WRITTEN EXERCISE => Reproduce each of the items below word for word, but leave out the pictures.

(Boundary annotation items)

* * * *

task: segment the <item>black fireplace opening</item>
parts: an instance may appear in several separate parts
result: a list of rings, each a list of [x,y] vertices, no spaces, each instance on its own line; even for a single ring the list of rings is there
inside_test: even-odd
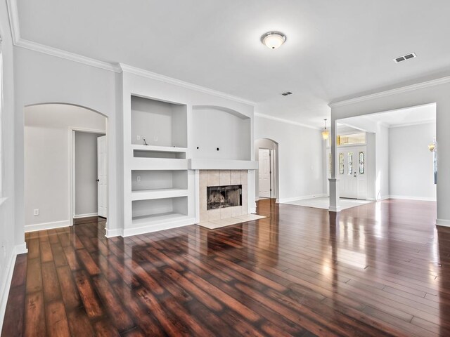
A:
[[[206,209],[242,206],[242,185],[206,187]]]

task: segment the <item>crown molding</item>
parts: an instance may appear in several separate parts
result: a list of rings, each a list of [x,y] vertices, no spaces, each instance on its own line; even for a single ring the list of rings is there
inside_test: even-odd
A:
[[[13,43],[20,39],[20,29],[19,28],[19,13],[17,8],[16,0],[6,0],[8,16],[9,17],[9,27],[11,29]]]
[[[430,86],[438,86],[439,84],[444,84],[449,82],[450,82],[450,76],[447,76],[445,77],[441,77],[440,79],[432,79],[431,81],[426,81],[425,82],[411,84],[411,86],[402,86],[400,88],[397,88],[395,89],[387,90],[385,91],[380,91],[379,93],[356,97],[355,98],[350,98],[349,100],[333,102],[328,104],[328,106],[331,108],[342,107],[344,105],[349,105],[350,104],[357,103],[359,102],[364,102],[366,100],[373,100],[375,98],[380,98],[382,97],[390,96],[391,95],[396,95],[398,93],[407,93],[409,91],[412,91],[414,90],[422,89],[422,88],[428,88]]]
[[[195,90],[197,91],[200,91],[202,93],[205,93],[210,95],[214,95],[215,96],[221,97],[222,98],[232,100],[236,102],[239,102],[240,103],[248,104],[250,105],[255,105],[257,104],[255,102],[245,100],[245,98],[242,98],[240,97],[229,95],[229,94],[222,93],[221,91],[218,91],[214,89],[210,89],[205,86],[198,86],[197,84],[193,84],[189,82],[186,82],[180,79],[169,77],[168,76],[162,75],[156,72],[152,72],[148,70],[137,68],[131,65],[124,65],[123,63],[120,63],[119,65],[122,69],[122,71],[124,72],[128,72],[130,74],[134,74],[135,75],[142,76],[148,79],[155,79],[157,81],[161,81],[163,82],[169,83],[170,84],[174,84],[176,86],[182,86],[188,89]]]
[[[314,130],[321,130],[321,128],[313,126],[311,125],[304,124],[297,121],[290,121],[289,119],[285,119],[283,118],[275,117],[274,116],[269,116],[268,114],[260,114],[259,112],[255,112],[255,116],[258,117],[265,118],[266,119],[271,119],[272,121],[281,121],[281,123],[286,123],[288,124],[296,125],[297,126],[303,126],[304,128],[312,128]]]
[[[120,67],[117,65],[109,63],[108,62],[100,61],[94,58],[82,56],[81,55],[70,53],[69,51],[63,51],[56,48],[50,47],[44,44],[38,44],[28,40],[24,40],[23,39],[19,39],[14,44],[18,47],[25,48],[39,53],[51,55],[52,56],[56,56],[57,58],[64,58],[71,61],[77,62],[79,63],[83,63],[91,67],[95,67],[105,70],[114,72],[121,72]]]
[[[411,123],[403,123],[401,124],[389,125],[387,127],[391,128],[402,128],[404,126],[413,126],[415,125],[430,124],[436,123],[436,119],[426,119],[425,121],[412,121]]]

* * * *

RESULT =>
task: segment the <item>black fireplace opening</item>
parts: an instance may appear in several separate parts
result: a list of rings, each a list of [x,y] vertices, no spaces, each instance on its own line; even for a single ring the list of rings is there
inside_test: even-odd
A:
[[[206,209],[242,206],[242,185],[206,187]]]

task: segment the <item>crown molding</item>
parts: an instance may appear in several separate parts
result: a list of rings, each a list of [x,y] vertices, no spaces, each instance on its own line; even for a single ring the list of rings is there
inside_test: even-odd
A:
[[[13,43],[20,39],[20,29],[19,28],[19,13],[17,8],[16,0],[6,0],[8,16],[9,17],[9,27],[11,29]]]
[[[430,86],[438,86],[439,84],[444,84],[449,82],[450,82],[450,76],[447,76],[445,77],[441,77],[440,79],[432,79],[431,81],[426,81],[425,82],[411,84],[411,86],[402,86],[400,88],[397,88],[395,89],[387,90],[385,91],[380,91],[379,93],[356,97],[355,98],[350,98],[349,100],[333,102],[328,104],[328,106],[331,108],[342,107],[344,105],[349,105],[350,104],[357,103],[359,102],[364,102],[366,100],[373,100],[375,98],[380,98],[382,97],[390,96],[391,95],[396,95],[398,93],[407,93],[409,91],[412,91],[414,90],[422,89],[422,88],[428,88]]]
[[[195,90],[197,91],[200,91],[202,93],[205,93],[210,95],[214,95],[215,96],[221,97],[222,98],[232,100],[236,102],[239,102],[240,103],[248,104],[250,105],[255,105],[257,104],[255,102],[245,100],[245,98],[242,98],[240,97],[229,95],[229,94],[222,93],[221,91],[218,91],[214,89],[210,89],[205,86],[198,86],[197,84],[193,84],[189,82],[186,82],[180,79],[169,77],[168,76],[162,75],[156,72],[152,72],[148,70],[137,68],[131,65],[124,65],[123,63],[120,63],[119,65],[122,69],[122,71],[124,72],[128,72],[130,74],[134,74],[135,75],[142,76],[148,79],[155,79],[157,81],[161,81],[163,82],[169,83],[170,84],[174,84],[176,86],[182,86],[188,89]]]
[[[314,130],[321,130],[321,128],[313,126],[311,125],[304,124],[297,121],[290,121],[289,119],[285,119],[283,118],[275,117],[274,116],[269,116],[268,114],[260,114],[259,112],[255,112],[255,116],[258,117],[265,118],[266,119],[271,119],[272,121],[281,121],[281,123],[286,123],[288,124],[296,125],[297,126],[303,126],[304,128],[312,128]]]
[[[120,67],[117,65],[109,63],[108,62],[100,61],[94,58],[82,56],[81,55],[70,53],[69,51],[63,51],[56,48],[50,47],[44,44],[38,44],[28,40],[24,40],[23,39],[19,39],[14,44],[18,47],[25,48],[39,53],[51,55],[52,56],[56,56],[57,58],[64,58],[71,61],[77,62],[79,63],[83,63],[91,67],[95,67],[105,70],[114,72],[121,72]]]
[[[411,123],[403,123],[401,124],[389,125],[387,127],[391,128],[402,128],[404,126],[413,126],[415,125],[430,124],[436,123],[436,119],[426,119],[425,121],[412,121]]]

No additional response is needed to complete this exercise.